##### Working data #####

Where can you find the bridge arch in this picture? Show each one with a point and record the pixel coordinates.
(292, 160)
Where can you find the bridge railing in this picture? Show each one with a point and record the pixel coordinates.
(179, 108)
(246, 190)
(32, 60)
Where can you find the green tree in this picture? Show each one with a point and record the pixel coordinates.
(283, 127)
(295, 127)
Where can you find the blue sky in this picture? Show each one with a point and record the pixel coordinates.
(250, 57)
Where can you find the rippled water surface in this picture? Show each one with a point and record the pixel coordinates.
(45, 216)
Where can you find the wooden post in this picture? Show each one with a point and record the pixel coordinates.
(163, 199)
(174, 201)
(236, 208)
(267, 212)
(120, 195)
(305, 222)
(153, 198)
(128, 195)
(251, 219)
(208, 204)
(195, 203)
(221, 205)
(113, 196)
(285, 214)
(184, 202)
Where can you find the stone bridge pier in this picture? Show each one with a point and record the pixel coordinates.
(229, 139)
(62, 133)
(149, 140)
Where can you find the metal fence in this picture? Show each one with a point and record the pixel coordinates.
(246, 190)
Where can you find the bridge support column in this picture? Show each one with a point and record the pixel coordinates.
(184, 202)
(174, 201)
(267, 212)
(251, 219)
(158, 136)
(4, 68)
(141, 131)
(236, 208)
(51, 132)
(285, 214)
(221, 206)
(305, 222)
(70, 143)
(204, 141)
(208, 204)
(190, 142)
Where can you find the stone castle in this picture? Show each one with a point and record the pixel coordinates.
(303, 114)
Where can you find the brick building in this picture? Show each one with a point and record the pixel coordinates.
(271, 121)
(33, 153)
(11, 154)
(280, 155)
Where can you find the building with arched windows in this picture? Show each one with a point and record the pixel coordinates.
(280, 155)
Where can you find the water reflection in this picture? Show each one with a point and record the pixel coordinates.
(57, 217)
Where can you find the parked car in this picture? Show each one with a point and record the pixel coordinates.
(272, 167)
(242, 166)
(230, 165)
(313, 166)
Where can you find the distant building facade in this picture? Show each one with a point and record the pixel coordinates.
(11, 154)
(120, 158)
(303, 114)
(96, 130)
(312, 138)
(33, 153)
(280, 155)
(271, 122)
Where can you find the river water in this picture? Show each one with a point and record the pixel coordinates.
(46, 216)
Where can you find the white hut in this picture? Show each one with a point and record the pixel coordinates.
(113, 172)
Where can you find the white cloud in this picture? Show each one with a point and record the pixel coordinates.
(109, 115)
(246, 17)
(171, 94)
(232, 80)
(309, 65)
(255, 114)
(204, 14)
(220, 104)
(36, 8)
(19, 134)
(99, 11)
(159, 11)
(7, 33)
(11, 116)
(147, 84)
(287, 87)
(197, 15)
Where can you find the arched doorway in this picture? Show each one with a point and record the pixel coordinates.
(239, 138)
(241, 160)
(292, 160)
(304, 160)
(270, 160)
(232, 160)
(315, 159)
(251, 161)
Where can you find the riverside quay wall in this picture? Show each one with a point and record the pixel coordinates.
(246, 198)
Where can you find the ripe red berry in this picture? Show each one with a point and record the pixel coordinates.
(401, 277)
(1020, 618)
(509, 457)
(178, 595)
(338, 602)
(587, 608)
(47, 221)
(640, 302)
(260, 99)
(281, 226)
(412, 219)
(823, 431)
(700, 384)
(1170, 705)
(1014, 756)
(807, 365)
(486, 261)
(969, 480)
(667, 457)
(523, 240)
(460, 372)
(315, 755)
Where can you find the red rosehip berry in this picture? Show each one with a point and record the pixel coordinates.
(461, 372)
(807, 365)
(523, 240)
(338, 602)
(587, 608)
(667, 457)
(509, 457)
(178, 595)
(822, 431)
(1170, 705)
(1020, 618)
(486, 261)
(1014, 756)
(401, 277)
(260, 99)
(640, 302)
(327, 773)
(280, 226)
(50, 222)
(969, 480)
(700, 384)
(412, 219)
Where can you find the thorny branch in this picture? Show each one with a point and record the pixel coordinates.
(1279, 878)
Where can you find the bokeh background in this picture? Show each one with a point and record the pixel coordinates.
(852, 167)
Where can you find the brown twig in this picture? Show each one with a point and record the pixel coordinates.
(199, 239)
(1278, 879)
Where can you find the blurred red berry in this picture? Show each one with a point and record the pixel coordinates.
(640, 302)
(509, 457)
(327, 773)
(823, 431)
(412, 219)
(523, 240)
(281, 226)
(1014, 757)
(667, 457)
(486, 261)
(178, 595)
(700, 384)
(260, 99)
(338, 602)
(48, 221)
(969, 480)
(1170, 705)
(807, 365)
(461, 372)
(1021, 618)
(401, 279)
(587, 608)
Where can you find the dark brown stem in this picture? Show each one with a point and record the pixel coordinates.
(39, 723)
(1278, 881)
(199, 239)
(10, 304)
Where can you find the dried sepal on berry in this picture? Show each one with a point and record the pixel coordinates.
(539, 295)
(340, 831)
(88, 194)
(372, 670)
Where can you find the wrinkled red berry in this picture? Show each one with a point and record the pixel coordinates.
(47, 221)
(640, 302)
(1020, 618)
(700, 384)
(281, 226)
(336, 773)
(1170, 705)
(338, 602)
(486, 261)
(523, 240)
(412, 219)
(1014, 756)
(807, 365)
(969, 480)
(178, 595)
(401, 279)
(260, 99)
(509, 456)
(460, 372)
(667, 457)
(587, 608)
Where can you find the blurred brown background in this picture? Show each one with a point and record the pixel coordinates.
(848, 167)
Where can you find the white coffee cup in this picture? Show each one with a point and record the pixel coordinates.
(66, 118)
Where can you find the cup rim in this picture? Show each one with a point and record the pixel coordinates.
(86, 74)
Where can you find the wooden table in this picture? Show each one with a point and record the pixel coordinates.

#####

◆ What you should do ◆
Give each entry again, spelled exactly as shown.

◆ Answer to this exercise ◆
Where can you find the bridge arch in this picture? Show each one with a point and record the pixel coordinates.
(292, 160)
Where can you find the bridge railing in this picture? Show each one with a point and record the pixel coordinates.
(179, 108)
(246, 190)
(32, 60)
Where can you find the green tree in this picture? Show each one with a point and record the pixel coordinates.
(283, 127)
(295, 127)
Where can you find the blue sky in this picture? Show each one with a point and record the pixel coordinates.
(250, 57)
Where can you find the rippled water surface in this picture? Show each one with a point and record the pixel coordinates.
(45, 216)
Where can you find the wooden post in this picture? Show each one with a point and record the pixel coordinates.
(163, 199)
(174, 201)
(236, 208)
(267, 212)
(120, 195)
(305, 222)
(153, 198)
(128, 195)
(251, 219)
(208, 204)
(195, 203)
(221, 205)
(113, 196)
(285, 214)
(184, 202)
Where can you find the stone bridge pier in this picture? Show each one with a point and record the pixel coordinates.
(229, 139)
(62, 133)
(149, 140)
Where can you find the metal fence in this picture? Show each one with a point and record the pixel coordinates.
(246, 190)
Where can you find the bridge support column in this picture? Show each one with a point and record the pixel coordinates.
(184, 202)
(174, 201)
(267, 212)
(251, 219)
(158, 136)
(4, 68)
(141, 131)
(236, 208)
(51, 132)
(285, 214)
(221, 206)
(305, 222)
(70, 143)
(204, 141)
(208, 204)
(190, 142)
Where can you find the stone castle in this picture? Show each one with a point and record the pixel coordinates.
(303, 114)
Where can you find the brick building in this picture? Show each one with a point and record the pixel coordinates.
(271, 121)
(33, 153)
(11, 154)
(280, 155)
Where can you find the building with arched windows in this picture? Show each one with a point and record the pixel coordinates.
(280, 155)
Where can you find the water reflection in this picture? Show each one with a point and record the pixel coordinates.
(57, 217)
Where can you find the parked car in this picture? Show each one with a point and record the pixel coordinates.
(272, 167)
(242, 166)
(230, 165)
(313, 166)
Where can you find the distant building facade in this picture? Show each one with a point and record the pixel coordinates.
(11, 154)
(120, 158)
(303, 114)
(96, 130)
(312, 138)
(33, 153)
(280, 155)
(271, 122)
Where can you find the river water in this picture? Show each one with a point and record the pixel coordinates.
(46, 216)
Where can you find the white hut in this picture? Show each one with a point and record the pixel coordinates.
(113, 172)
Where can you find the white cloud in this picture? Show each one with a point and record the pixel coordinates.
(109, 115)
(246, 17)
(171, 94)
(232, 80)
(309, 65)
(255, 114)
(204, 14)
(220, 104)
(36, 8)
(19, 134)
(99, 11)
(159, 11)
(7, 33)
(11, 116)
(147, 84)
(287, 87)
(197, 15)
Where can you find the arched doorway in this picture? Show each one with a point and record the pixel coordinates.
(239, 138)
(241, 160)
(292, 160)
(304, 160)
(270, 160)
(232, 160)
(315, 159)
(251, 161)
Where can you find the riverside quay wall in this picture? Show each one with a point and record the pixel coordinates.
(246, 198)
Where can you find the ripe red berry in this picture? Show each one with a point and record the pixel coordinates.
(401, 277)
(1020, 618)
(509, 457)
(178, 595)
(338, 602)
(587, 608)
(47, 221)
(640, 302)
(260, 99)
(281, 226)
(412, 219)
(823, 431)
(700, 384)
(1170, 705)
(1014, 756)
(807, 365)
(486, 261)
(969, 480)
(667, 457)
(523, 240)
(460, 372)
(315, 755)
Where can you find the red rosehip berry in this picture? Show each one with a point and record the pixel coordinates.
(461, 372)
(807, 365)
(523, 240)
(338, 602)
(587, 608)
(667, 457)
(509, 457)
(178, 595)
(822, 431)
(1170, 705)
(1020, 618)
(486, 261)
(1014, 756)
(401, 277)
(260, 99)
(640, 302)
(327, 773)
(280, 226)
(50, 222)
(969, 480)
(700, 384)
(412, 219)
Where can you find the thorny branch in this picture? Show each one with a point and record the pixel coordinates.
(1279, 878)
Where can you find the bokeh background in this picture? Show each one with a point and record the pixel coordinates.
(852, 167)
Where can you find the brown twig in this picture? Show each one with a point and record the pixel coordinates.
(199, 239)
(1278, 879)
Where can you find the blurred red berry in this picture? Show each one with a point and record the pixel coordinates.
(640, 302)
(509, 457)
(327, 773)
(823, 431)
(412, 219)
(523, 240)
(281, 226)
(1014, 757)
(667, 457)
(486, 261)
(178, 595)
(700, 384)
(260, 99)
(338, 602)
(48, 221)
(969, 480)
(1170, 705)
(807, 365)
(461, 372)
(1021, 618)
(401, 279)
(587, 608)
Where can you find the dark brown stem in this picture? Show each one with a point and record the pixel coordinates.
(39, 723)
(1278, 881)
(199, 239)
(10, 304)
Where can you find the dried sepal on berry in this picture? Show each one with a point and record the pixel coordinates.
(539, 295)
(340, 831)
(88, 194)
(372, 670)
Where can you find the wrinkled red berry in this picture? Show each one with a point and record the pixel coordinates.
(47, 221)
(640, 302)
(1020, 618)
(700, 384)
(281, 226)
(336, 773)
(1170, 705)
(338, 602)
(486, 261)
(523, 240)
(412, 219)
(1014, 756)
(807, 365)
(969, 480)
(178, 595)
(401, 279)
(260, 99)
(509, 456)
(460, 372)
(667, 457)
(587, 608)
Where can you find the blurred brown background in this picture? Show each one with a point and record the pixel coordinates.
(848, 167)
Where can you find the white coffee cup in this picture? Show each one with a point and record the pixel coordinates.
(66, 118)
Where can you find the cup rim in this picture? Show each one with a point and record the pixel coordinates.
(86, 74)
Where can you find the wooden table in this picture? Show each one with a point and record the pixel coordinates.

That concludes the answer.